*Work to complete*:
1. Decide whether each statement below agrees with the passage on obesity among emerging adults. For each one, answer yes or no and quote the words of the passage that settle it.
(a) The researchers examined data on more than 8,000 nonpregnant adults.
(b) The prevalence of obesity among emerging adults fell between 1976 and 2018.
(c) Ellison-Barnes is an assistant professor at Johns Hopkins University School of Medicine.
2. Extend the passage on obesity among emerging adults, picking up right after its final sentence.

*Document passage*:

The data also revealed that adults’ BMI rose more than 4 kg/m2 during the same period.

An infographic that reads: From 1976 to 2018, the prevalence of obesity among emerging adults increased from 6.2% to 32.7% and the number of emerging adults whose weight would put them in the “normal” BMI category dropped from 68.7% to 37.5%.
Reference: Ellison-Barnes A, et al. JAMA. 2021;326(20):2073-2074.

Most obesity analyses have not specifically analyzed prevalence among those aged 18 to 25 years, thus reducing “opportunities for developmentally informed intervention and treatment,” Alejandra Ellison-Barnes, MD, MPH, an assistant professor at Johns Hopkins University School of Medicine, and colleagues wrote in JAMA.

To fill this data gap, the researchers examined data on 8,015 nonpregnant adults who completed an NHANES from 1976 to 2018. The analysis included 3,965 women; 2,386 individuals who met the threshold for household poverty and 3,037 non-Hispanic Black individuals.

“Given the changes in how the NHANES assessed race and ethnicity over time, we were limited to the aforementioned groups,” Ellison-Barnes and colleagues wrote.

*Exercise data*:
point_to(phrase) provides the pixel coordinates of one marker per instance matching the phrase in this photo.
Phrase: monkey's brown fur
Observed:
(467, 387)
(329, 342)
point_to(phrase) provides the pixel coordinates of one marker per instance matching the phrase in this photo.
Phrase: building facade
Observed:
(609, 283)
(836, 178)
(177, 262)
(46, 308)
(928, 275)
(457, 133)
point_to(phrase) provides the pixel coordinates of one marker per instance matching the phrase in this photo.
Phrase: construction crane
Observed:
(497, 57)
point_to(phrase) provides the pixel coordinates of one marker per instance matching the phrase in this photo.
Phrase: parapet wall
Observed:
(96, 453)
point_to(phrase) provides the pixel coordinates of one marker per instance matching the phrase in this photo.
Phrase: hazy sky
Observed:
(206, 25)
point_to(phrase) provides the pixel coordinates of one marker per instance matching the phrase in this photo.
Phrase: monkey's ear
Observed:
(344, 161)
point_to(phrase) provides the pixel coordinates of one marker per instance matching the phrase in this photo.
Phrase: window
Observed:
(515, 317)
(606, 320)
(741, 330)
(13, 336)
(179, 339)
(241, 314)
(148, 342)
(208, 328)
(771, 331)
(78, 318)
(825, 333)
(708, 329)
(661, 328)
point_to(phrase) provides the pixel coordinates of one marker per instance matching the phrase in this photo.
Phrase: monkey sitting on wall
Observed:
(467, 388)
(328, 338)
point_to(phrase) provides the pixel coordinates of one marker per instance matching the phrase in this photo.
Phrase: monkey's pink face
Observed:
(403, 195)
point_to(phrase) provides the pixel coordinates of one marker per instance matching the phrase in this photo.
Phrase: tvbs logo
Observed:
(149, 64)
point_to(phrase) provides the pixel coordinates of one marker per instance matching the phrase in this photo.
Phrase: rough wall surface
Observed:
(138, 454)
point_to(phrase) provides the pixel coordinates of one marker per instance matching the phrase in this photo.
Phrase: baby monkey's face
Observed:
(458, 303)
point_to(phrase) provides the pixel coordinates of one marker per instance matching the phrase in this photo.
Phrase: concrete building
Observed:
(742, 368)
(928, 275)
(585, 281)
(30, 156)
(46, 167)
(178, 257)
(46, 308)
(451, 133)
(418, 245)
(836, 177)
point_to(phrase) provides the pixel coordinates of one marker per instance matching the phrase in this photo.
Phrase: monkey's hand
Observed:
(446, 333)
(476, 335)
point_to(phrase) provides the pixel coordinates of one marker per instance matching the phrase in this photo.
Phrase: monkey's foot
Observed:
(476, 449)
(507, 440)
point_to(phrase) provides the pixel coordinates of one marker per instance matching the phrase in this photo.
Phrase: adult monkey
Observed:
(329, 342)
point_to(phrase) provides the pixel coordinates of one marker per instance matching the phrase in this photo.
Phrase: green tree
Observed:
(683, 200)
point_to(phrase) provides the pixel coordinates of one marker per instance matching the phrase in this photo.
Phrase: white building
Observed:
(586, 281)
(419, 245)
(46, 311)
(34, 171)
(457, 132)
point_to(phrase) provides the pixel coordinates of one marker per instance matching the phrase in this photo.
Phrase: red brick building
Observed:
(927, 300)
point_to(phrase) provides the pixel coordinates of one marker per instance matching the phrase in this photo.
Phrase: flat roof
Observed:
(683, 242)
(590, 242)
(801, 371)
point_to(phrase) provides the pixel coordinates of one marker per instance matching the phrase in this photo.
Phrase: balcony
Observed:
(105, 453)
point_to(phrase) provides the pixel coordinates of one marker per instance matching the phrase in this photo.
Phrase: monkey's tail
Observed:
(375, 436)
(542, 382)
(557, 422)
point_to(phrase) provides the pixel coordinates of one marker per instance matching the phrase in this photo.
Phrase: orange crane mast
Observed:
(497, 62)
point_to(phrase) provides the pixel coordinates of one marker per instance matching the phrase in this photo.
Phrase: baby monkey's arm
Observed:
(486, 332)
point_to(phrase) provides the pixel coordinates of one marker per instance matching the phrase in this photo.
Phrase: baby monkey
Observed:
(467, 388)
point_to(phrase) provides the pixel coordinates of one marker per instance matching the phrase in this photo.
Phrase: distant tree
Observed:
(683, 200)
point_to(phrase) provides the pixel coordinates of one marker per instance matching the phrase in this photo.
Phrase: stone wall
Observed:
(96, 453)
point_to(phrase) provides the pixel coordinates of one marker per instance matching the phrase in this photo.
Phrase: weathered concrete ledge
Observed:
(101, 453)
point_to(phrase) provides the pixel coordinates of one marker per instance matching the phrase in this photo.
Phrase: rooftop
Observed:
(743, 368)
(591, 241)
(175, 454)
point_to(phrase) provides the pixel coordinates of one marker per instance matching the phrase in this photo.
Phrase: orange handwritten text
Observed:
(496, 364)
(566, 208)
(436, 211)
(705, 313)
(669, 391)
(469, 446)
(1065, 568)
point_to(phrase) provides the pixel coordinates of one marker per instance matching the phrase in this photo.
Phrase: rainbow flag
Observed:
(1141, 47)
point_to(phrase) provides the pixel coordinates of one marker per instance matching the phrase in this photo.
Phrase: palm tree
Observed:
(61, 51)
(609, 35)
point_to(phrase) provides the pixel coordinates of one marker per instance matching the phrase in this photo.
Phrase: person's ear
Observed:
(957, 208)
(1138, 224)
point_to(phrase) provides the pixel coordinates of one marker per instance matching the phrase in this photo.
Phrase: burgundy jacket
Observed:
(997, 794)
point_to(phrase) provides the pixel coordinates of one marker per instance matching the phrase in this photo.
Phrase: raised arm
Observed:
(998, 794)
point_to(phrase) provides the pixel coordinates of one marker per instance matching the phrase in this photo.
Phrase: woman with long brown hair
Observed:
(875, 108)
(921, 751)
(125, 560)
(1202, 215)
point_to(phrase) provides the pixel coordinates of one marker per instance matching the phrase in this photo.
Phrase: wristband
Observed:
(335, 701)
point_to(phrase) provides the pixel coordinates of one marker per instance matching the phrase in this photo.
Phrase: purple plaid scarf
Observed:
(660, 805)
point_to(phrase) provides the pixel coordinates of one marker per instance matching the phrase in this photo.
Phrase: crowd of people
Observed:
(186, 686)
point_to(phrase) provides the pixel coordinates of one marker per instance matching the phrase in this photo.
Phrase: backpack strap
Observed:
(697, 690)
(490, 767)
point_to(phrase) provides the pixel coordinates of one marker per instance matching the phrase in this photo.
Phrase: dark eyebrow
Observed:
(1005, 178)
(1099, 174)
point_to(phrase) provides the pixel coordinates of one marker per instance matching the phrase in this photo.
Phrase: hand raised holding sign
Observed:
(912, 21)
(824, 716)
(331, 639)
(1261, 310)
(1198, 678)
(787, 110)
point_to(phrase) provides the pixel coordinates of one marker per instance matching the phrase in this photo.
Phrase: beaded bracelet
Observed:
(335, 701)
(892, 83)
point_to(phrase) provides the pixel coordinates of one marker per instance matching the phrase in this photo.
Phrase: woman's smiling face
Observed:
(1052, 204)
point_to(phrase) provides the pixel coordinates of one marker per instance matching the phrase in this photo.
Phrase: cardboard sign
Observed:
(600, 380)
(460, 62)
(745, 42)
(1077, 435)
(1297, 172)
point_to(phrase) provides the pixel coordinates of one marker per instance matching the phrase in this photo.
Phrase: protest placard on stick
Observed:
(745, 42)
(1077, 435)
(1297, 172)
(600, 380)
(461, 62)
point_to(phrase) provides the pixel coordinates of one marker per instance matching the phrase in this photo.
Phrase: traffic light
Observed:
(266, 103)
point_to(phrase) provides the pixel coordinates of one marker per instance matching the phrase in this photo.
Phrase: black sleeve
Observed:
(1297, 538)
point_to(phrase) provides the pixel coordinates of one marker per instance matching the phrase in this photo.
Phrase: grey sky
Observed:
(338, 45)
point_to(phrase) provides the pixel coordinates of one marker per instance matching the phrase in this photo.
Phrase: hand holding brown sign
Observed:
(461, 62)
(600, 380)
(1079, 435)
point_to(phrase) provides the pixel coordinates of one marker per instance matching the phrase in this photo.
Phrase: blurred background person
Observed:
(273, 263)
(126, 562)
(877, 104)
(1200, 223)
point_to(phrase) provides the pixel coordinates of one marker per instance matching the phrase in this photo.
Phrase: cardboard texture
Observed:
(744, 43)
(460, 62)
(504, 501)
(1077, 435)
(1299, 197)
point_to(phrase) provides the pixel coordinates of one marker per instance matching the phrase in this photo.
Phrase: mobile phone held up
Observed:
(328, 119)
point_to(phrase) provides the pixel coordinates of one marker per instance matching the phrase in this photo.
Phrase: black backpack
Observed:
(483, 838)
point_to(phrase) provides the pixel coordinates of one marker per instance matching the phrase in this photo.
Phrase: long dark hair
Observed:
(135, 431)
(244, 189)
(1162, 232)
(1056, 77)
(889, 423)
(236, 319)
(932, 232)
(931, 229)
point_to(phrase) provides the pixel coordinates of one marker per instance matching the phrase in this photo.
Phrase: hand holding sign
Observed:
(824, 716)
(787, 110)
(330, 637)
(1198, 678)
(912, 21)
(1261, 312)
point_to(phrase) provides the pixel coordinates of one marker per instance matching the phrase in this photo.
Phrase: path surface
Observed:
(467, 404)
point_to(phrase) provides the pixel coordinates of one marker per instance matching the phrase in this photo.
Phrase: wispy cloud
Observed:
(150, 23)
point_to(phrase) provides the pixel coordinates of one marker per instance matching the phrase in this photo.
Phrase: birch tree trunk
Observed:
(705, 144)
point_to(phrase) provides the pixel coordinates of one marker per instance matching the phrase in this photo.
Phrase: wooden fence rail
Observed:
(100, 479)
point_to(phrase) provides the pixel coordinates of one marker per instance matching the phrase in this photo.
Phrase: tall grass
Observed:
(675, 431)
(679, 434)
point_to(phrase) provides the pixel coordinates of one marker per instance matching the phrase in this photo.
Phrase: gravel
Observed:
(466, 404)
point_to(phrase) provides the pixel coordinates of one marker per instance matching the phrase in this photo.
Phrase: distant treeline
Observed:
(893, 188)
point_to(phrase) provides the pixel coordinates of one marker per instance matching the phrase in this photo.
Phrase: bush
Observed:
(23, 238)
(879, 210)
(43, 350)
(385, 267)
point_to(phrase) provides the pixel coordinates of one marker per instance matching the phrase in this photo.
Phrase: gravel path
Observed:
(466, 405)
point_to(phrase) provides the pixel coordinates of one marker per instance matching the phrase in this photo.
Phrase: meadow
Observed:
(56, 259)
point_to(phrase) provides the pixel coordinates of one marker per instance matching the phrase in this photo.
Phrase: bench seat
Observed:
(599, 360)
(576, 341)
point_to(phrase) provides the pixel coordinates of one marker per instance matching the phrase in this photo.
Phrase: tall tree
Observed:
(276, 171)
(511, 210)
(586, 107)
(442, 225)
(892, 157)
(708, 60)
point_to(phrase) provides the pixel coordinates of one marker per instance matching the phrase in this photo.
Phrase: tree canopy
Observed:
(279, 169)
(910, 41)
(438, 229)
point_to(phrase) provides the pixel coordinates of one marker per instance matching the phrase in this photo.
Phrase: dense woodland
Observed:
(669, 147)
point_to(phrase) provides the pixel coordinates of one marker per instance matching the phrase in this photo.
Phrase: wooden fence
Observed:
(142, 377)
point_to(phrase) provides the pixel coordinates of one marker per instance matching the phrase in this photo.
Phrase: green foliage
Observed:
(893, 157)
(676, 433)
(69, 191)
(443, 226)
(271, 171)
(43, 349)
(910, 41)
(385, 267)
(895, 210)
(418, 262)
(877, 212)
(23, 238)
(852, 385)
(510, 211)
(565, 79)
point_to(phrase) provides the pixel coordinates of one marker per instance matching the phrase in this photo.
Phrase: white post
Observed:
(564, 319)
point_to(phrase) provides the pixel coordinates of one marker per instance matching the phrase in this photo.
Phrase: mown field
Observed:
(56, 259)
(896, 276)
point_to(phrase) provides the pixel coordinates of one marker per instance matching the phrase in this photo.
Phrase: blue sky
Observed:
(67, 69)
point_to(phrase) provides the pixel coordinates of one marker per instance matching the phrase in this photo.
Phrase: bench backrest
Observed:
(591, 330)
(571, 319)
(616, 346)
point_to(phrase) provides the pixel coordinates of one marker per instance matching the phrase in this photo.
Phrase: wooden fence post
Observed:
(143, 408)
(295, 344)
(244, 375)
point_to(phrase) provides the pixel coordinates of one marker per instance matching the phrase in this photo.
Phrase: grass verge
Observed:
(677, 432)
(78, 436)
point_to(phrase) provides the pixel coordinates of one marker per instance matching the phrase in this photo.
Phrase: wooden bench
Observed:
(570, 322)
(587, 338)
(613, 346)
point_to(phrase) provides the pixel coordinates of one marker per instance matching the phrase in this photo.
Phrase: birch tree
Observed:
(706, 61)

*Responses to the tasks*:
1.
(a) Yes: "the researchers examined data on 8,015 nonpregnant adults who completed an NHANES from 1976 to 2018."
(b) No: "the prevalence of obesity among emerging adults increased from 6.2% to 32.7%"
(c) Yes: "an assistant professor at Johns Hopkins University School of Medicine"

2.
The researchers reported that the prevalence of obesity among emerging adults increased from 6.2% (95% CI, 4.9-7.9) in 1976 to 1980 to 32.7% (95% CI, 24.7-41.8, P for trend = .007) in 2017 to 2018. During the same timeframe, the number of emerging adults whose weight would put them in the “normal” BMI category dropped from 68.7% (95% CI, 66.3-70.9) to 37.5% (95% CI, 29.5-46.4; P for trend = .005), whereas the mean BMI increased from 23.1 kg/m2 (95% CI, 22.9-23.4) to 27.7 kg/m2 (95% CI, 26.2-29.1; P for trend = .006).

Sensitivity analyses that were restricted to the continuous NHANES cycles (1999-2018) yielded similar results, according to Ellison-Barnes and colleagues.

“Emerging adulthood may be a key period for preventing and treating obesity given that habits formed during this period often persist through the remainder of the life course,” Ellison-Barnes and colleagues wrote. “There is an urgent need for research on risk factors contributing to obesity during this developmental stage to inform the design of interventions as well as policies aimed at prevention.”

References:

Ellison-Barnes A, et al. JAMA. 2021;326(20):2073-2074.

Healthy People 2030. National Health and Nutrition Examination Survey (NHANES). https://health.gov/healthypeople/objectives-and-data/data-sources-and-methods/data-sources/national-health-and-nutrition-examination-survey-nhanes. Accessed Nov. 19, 2021.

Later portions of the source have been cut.